══ EXERCISE DATA

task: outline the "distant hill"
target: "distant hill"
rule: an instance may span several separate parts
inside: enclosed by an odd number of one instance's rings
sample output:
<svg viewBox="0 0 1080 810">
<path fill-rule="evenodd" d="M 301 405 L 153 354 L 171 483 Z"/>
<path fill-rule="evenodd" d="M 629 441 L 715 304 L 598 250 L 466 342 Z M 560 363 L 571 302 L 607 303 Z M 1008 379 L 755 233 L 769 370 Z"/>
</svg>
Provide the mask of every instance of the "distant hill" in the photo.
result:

════

- **WHAT YOU SHOULD DO**: Output the data exactly, from the first line through the line that holds "301 405 L 153", so that no later line appears.

- **EXERCISE ANSWER**:
task: outline the "distant hill"
target: "distant hill"
rule: an instance may span several separate parts
inside: enclosed by an odd number of one instance's rings
sample output:
<svg viewBox="0 0 1080 810">
<path fill-rule="evenodd" d="M 301 405 L 153 354 L 171 483 Z"/>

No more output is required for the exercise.